- **Brano da esaminare**
Novembre - 2024 - numero 10
dalla "Costituzione della Repubblica Italiana"
Art. 11.
L’Italia ripudia la guerra come strumento di offesa alla libertà degli altri popoli e come mezzo di risoluzione delle controversie internazionali; consente, in condizioni di parità con gli altri Stati, alle limitazioni di sovranità necessarie ad un ordinamento che assicuri la pace e la giustizia fra le Nazioni; promuove e favorisce le organizzazioni internazionali rivolte a tale scopo.
Giorgia Testasecca 4AS
Le Notti Bianche di F. Dostoevskij
“Biografia di un sognatore”
di Isabella Mechelli, 3 BL
“Era una notte incantevole, una di quelle notti che succedono solo se si è giovani”

Descrizioni di regioni in linguaggio naturale:

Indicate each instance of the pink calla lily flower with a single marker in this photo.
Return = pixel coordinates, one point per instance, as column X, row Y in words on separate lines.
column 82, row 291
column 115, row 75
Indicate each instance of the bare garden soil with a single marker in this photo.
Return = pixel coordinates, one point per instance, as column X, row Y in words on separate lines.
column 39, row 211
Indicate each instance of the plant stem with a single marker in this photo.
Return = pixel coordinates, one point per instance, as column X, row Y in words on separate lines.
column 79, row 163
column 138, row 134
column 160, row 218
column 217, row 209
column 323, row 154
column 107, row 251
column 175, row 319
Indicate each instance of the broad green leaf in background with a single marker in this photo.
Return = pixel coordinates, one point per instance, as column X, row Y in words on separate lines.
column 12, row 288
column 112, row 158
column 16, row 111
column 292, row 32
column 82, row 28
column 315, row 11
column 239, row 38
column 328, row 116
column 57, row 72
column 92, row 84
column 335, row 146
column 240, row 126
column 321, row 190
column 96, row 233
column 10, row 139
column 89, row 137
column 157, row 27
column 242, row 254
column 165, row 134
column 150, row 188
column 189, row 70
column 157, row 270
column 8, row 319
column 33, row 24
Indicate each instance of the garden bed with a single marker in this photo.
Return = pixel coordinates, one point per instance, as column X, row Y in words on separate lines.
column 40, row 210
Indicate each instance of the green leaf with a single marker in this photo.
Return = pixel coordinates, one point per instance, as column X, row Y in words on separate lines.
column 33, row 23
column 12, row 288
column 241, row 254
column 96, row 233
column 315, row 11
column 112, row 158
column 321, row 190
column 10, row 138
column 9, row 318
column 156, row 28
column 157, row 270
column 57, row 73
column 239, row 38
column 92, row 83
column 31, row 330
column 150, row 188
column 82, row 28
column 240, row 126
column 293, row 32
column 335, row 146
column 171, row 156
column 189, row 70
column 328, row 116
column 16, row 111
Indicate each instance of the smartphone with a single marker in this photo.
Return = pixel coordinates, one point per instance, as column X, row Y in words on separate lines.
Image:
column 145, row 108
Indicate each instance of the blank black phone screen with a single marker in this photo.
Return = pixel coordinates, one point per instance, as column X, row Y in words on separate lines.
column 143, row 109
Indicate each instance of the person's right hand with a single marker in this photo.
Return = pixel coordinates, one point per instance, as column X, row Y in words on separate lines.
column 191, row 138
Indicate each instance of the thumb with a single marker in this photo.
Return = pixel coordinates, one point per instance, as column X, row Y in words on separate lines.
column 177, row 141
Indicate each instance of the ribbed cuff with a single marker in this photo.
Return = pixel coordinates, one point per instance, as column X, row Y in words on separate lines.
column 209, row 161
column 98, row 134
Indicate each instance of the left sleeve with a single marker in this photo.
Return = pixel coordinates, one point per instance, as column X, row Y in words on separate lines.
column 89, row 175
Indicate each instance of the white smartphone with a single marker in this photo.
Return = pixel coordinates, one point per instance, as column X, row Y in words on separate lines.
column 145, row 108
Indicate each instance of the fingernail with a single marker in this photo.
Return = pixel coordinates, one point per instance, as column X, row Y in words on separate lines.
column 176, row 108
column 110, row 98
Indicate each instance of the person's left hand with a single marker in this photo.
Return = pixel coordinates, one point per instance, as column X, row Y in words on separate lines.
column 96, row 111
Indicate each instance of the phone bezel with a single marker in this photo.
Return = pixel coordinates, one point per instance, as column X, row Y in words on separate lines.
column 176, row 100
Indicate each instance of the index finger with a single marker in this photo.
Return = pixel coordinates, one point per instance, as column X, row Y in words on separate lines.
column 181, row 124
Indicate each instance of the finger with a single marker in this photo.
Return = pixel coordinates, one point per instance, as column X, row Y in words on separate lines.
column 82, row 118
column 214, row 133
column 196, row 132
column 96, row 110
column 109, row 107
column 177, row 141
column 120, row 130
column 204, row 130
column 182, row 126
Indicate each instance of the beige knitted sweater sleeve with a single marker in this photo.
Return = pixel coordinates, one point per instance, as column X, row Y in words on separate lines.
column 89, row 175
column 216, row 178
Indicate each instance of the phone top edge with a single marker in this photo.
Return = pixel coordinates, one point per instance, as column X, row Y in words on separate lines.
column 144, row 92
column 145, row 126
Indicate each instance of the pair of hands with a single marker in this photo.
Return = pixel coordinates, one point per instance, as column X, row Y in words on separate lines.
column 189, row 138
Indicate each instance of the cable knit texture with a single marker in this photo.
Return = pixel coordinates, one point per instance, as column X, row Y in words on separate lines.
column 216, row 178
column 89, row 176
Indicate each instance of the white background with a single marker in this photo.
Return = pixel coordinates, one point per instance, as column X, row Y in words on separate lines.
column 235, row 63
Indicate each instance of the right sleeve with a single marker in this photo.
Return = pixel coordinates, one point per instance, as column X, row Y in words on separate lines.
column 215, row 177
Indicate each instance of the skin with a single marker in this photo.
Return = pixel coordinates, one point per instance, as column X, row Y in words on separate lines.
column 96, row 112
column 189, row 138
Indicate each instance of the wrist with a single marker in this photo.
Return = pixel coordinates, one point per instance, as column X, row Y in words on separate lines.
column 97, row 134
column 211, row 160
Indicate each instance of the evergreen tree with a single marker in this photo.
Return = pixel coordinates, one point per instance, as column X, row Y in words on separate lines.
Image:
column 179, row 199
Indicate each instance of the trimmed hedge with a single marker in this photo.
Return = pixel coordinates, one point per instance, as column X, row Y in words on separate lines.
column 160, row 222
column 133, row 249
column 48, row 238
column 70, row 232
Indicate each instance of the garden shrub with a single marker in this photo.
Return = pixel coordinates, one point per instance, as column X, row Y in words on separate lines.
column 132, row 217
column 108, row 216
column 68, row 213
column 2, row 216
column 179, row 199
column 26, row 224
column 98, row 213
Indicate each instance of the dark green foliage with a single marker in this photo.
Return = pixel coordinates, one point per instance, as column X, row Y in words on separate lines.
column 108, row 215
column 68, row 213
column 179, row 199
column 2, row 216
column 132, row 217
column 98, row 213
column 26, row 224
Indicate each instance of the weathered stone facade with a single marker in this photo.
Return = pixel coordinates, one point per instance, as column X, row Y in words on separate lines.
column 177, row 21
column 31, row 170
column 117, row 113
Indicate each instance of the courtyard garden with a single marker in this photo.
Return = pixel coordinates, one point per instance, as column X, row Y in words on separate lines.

- **Compito 1**
Nel brano su Costituzione e Notti Bianche, l'Italia ripudia la guerra come che cosa?
- **Compito 2**
Scrivi il seguito del brano su Costituzione e Notti Bianche, partendo dopo l'ultima frase riportata.
Le voci non hanno alcun legame con il brano su Costituzione e Notti Bianche.

- **Risultato 1**
Come strumento di offesa alla libertà degli altri popoli e come mezzo di risoluzione delle controversie internazionali.

- **Risultato 2**
Così si apre uno dei racconti più celebri di Fedor Dostoevskij, “Le notti bianche”, pubblicato per la prima volta nel 1848.
L’autore nasce a Mosca nel 1821, e si spegne a San Pietroburgo, città dove è ambientato il breve romanzo, nel 1881.
Il protagonista è un tipico “sognatore romantico”, che trascorre i suoi giorni in balìa di sogni e illusioni, estraniandosi da qualsiasi tipo di rapporto umano; tuttavia, una notte, si imbatte in una giovane donna, che attraverso il suo turbamento, attraverso il suo pianto, in principio risveglia in lui una profonda compassione, che verrà quasi immediatamente rimpiazzata da un altro sentimento, ben più forte e ben più terribile, che lo costringerà ad abbandonare il suo “regno delle fantasticherie”, e ad aprirsi all’avventura della vita: l’amore.
Quando però lei gli confida di amare un altro, l’illusione del giovane viene bruscamente ricacciata all’interno del mondo del sogno, donatore di felicità e sofferenza..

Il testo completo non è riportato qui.